The neutralization titers of sera from various species were compared between this method and the conventional test using live-NiV. Although there seemed to be positive correlation between the results obtained by the two methods, the former appeared far more sensitive than the latter (Table 1). This remarkably high sensitivity is likely due to the inability of VSV–NiV–GFP to undergo multi-cycle replication due to lack of its G gene. Indeed, neutralization of VSV–NiV–GFP can, therefore, be achieved with neutralizing antibodies that just inhibit the initial binding of pseudotyped viruses to the cells. Whereas, in the case of a serum neutralization test employing live-NiV, any virus which successfully enters the cell will replicate and multiply, and typically greater levels of neutralizing antibodies are required to inhibit further viral spread, often resulting in an apparently lower neutralization titer. A further advantage of the VSV–NiV–GFP system was its ability to use far less serum, hence reduced the potential effect of cell toxicity (Table 1). In addition, the data also demonstrated that NiV-neutralizing antibodies below the detection level of the conventional neutralization test could be detected using this assay system, for example cat No.1 (Table 1).

The non-specific inhibition of pseudotyped virus infection, seen particularly in pig sera in this study, was also observed in a previous study (Fukushi et al., 2006). In general, field sera seem to be more problematic in exhibiting non-specific reactivity in serum diagnosis (such as ELISA and virus neutralization tests) than sera from animals infected experimentally. The results shown in Fig. 3 indicated that the non-specific inhibition was not the result of αJEV antibody. One possibility is that the non-specific reactivity may result from differences in nutritional or immunological conditions of the animals, the degree of hemolysis or in the preparation of samples. However, by setting the appropriate threshold serum concentration to minimize the influence of non-specific activities, reliable diagnosis was achievable (Fig. 3).

Antisera to NiV and HeV have been shown to cross-neutralize, making it impossible to define viral etiology based on serum neutralization test using a single virus, NiV or HeV. To differentiate better between these two viral infections, development of pseudotyped viruses possessing HeV-F/G will be required. However, since current epidemiological information seems to indicate a non-overlapping geographical distribution of NiV and HeV, the VSV-based assay system could serve as a useful tool to carry out sero-epidemiological investigations on either virus until a HeV-specific system is established.

In conclusion, a serum neutralization test using pseudotyped virus for NiV possessing several advantages over conventional assays using live virus has been developed. This assay does not require the use of live virus and can be conducted safely under BSL2 conditions, providing a new diagnostic tool that will help facilitate studies on the epidemiology of NiV and one that can be deployed readily in countries where BSL4 containment laboratories are not available.
☆ ☆ ☆ ☆
## Required work
• A. Say whether each statement agrees with the Nipah virus passage, answering yes or no and quoting the deciding words: (i) the pseudotyped-virus method appeared less sensitive than the test using live NiV; (ii) the non-specific inhibition was seen particularly in pig sera; (iii) the new assay can be run under BSL2 conditions.
• B. From the Nipah virus passage, return the words beginning at the ones that have "The non-specific inhibition of" and stopping after "achievable (Fig. 3).".
• C. According to the Nipah virus passage, which gene does VSV–NiV–GFP lack?

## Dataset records
☆ ☆ ☆ ☆
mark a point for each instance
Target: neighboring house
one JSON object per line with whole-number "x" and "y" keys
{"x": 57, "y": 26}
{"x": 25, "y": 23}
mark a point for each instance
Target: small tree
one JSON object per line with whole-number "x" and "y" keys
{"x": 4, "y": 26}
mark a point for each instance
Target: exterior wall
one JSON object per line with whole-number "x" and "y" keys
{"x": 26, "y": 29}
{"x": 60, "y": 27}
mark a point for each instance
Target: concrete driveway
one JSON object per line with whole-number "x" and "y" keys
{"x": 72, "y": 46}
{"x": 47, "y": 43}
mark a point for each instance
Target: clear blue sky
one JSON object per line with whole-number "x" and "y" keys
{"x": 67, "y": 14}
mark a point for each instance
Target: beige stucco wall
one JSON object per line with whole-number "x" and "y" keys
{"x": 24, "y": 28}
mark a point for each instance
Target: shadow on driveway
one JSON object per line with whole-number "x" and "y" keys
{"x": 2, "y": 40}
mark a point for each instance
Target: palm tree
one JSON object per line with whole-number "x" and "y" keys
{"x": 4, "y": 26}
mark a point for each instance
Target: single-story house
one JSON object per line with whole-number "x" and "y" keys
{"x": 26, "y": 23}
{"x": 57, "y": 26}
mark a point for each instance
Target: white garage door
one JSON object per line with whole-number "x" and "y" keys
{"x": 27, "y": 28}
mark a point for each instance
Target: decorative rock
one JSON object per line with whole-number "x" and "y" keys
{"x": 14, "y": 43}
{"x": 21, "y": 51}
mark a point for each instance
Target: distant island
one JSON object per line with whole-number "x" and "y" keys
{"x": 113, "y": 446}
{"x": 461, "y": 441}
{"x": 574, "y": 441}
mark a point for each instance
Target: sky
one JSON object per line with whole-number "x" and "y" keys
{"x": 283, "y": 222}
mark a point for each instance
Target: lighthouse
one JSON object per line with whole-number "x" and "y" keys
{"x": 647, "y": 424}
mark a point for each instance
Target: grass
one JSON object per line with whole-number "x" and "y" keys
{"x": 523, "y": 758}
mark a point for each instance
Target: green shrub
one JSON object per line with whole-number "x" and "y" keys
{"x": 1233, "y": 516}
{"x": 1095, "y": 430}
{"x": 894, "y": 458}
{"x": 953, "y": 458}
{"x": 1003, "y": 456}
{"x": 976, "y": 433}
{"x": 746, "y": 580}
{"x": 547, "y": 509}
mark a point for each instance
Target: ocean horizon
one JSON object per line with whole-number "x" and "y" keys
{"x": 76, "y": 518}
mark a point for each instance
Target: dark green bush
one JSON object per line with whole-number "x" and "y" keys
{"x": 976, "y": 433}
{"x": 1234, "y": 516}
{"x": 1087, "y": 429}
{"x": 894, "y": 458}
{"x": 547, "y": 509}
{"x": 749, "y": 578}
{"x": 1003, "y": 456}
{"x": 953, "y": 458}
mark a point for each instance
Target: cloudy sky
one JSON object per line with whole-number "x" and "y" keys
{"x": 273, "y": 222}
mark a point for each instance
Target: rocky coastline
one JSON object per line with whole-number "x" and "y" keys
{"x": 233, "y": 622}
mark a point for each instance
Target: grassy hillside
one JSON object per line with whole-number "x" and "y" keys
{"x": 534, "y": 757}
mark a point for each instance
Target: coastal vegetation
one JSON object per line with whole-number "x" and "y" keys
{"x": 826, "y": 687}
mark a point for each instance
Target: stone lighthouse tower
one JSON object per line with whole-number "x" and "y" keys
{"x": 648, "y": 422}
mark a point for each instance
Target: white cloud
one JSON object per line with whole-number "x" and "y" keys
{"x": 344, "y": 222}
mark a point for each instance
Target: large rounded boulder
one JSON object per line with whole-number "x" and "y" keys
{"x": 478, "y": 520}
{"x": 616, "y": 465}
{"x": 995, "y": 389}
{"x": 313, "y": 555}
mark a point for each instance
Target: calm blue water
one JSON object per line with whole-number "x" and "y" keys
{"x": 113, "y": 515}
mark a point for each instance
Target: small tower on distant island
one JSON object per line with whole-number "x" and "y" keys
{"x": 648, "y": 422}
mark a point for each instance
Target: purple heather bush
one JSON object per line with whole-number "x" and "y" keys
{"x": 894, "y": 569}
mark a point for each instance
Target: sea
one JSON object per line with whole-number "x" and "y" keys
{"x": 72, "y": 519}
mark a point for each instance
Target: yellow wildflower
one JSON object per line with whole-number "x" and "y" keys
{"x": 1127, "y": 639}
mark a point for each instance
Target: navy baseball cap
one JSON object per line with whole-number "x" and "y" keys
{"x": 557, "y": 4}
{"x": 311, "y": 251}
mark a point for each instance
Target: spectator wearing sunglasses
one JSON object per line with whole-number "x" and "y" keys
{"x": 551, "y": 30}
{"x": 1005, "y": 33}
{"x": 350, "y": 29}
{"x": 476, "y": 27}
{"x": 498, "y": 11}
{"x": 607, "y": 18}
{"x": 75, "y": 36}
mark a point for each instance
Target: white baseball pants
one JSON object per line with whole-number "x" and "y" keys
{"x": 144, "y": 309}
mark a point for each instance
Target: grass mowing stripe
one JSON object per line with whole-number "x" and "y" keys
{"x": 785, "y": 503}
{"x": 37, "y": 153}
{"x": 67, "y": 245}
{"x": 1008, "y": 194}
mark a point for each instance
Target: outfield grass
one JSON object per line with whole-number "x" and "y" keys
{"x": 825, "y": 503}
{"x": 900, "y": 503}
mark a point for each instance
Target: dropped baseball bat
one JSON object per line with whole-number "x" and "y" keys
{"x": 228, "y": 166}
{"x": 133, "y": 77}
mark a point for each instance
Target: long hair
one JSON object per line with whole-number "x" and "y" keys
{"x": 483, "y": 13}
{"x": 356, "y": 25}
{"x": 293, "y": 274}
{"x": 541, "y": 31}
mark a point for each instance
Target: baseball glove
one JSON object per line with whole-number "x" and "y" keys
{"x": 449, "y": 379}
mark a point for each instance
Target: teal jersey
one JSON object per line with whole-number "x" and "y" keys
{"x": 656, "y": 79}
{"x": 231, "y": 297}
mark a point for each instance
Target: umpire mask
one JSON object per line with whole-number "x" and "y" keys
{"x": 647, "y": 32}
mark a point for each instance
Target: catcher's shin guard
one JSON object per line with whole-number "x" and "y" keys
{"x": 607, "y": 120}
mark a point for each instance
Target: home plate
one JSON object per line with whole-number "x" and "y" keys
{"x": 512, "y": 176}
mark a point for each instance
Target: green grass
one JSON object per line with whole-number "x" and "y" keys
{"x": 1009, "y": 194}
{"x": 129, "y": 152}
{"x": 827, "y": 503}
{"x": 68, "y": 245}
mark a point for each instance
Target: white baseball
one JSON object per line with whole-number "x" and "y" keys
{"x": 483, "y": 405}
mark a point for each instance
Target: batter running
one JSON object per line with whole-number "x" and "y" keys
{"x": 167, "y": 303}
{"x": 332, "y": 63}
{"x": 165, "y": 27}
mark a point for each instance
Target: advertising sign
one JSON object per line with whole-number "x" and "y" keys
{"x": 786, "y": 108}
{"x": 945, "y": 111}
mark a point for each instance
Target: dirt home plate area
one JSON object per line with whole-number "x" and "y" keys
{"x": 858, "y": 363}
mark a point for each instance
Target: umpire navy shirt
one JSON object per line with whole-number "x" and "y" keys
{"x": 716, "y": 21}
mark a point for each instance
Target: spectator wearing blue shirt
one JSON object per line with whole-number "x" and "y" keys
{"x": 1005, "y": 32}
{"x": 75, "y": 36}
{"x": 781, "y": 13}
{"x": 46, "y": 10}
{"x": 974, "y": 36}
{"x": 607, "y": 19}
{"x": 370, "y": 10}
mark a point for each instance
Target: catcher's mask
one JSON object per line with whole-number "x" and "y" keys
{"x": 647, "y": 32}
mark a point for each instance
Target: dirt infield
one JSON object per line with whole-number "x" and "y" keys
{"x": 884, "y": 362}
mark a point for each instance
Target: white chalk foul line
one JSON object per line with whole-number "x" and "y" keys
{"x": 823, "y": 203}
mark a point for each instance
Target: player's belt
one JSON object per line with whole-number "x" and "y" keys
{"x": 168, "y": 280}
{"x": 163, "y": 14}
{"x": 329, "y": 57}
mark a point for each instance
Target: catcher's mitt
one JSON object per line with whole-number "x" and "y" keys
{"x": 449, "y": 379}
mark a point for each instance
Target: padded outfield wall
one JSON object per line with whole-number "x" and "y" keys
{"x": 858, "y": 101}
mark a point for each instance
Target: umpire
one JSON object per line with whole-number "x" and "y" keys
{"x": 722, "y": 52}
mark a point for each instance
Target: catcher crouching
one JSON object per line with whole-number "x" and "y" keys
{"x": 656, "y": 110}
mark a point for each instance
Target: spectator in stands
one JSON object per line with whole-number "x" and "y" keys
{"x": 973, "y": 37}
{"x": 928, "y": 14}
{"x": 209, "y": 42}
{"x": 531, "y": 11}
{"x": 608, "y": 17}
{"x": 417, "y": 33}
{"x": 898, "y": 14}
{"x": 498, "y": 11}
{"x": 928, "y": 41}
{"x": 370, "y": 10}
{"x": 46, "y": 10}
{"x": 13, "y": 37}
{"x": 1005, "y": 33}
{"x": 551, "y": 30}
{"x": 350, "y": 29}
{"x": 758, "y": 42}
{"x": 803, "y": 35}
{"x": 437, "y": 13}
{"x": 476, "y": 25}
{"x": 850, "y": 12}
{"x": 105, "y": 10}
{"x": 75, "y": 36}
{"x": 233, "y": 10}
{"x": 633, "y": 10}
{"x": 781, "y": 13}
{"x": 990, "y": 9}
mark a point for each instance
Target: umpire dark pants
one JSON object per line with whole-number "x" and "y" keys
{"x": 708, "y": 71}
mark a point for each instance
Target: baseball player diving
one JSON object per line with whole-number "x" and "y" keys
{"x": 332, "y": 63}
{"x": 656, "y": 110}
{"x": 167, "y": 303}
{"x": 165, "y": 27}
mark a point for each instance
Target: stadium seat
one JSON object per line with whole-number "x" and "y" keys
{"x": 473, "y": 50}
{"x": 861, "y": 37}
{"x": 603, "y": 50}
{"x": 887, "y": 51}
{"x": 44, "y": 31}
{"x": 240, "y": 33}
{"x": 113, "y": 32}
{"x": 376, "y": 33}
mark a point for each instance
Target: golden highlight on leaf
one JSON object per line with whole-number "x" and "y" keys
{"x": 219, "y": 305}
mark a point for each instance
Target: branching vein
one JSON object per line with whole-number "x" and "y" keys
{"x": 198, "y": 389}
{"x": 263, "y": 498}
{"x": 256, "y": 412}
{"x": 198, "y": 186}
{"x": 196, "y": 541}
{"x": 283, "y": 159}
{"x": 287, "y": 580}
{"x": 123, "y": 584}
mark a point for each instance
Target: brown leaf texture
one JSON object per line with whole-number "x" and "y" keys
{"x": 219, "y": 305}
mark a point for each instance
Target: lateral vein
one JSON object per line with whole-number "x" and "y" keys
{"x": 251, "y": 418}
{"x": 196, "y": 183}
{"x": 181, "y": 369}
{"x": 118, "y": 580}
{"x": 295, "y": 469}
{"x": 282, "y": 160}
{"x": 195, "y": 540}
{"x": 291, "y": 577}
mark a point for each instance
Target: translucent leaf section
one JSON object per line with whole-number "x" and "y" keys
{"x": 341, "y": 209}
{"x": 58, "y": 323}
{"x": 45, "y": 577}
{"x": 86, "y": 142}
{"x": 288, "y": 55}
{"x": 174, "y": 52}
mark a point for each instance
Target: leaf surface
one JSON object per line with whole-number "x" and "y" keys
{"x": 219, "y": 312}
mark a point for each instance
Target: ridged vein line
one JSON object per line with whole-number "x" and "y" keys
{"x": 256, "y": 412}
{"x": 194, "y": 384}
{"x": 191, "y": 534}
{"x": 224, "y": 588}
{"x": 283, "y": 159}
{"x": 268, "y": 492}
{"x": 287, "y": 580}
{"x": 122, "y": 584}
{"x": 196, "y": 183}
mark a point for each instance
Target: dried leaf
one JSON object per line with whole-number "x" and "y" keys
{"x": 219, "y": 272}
☆ ☆ ☆ ☆
## Solutions by task
• A.
(i) No: "the former appeared far more sensitive than the latter"
(ii) Yes: "seen particularly in pig sera in this study"
(iii) Yes: "can be conducted safely under BSL2 conditions"

• B.
The non-specific inhibition of pseudotyped virus infection, seen particularly in pig sera in this study, was also observed in a previous study (Fukushi et al., 2006). In general, field sera seem to be more problematic in exhibiting non-specific reactivity in serum diagnosis (such as ELISA and virus neutralization tests) than sera from animals infected experimentally. The results shown in Fig. 3 indicated that the non-specific inhibition was not the result of αJEV antibody. One possibility is that the non-specific reactivity may result from differences in nutritional or immunological conditions of the animals, the degree of hemolysis or in the preparation of samples. However, by setting the appropriate threshold serum concentration to minimize the influence of non-specific activities, reliable diagnosis was achievable (Fig. 3).

• C. Its G gene.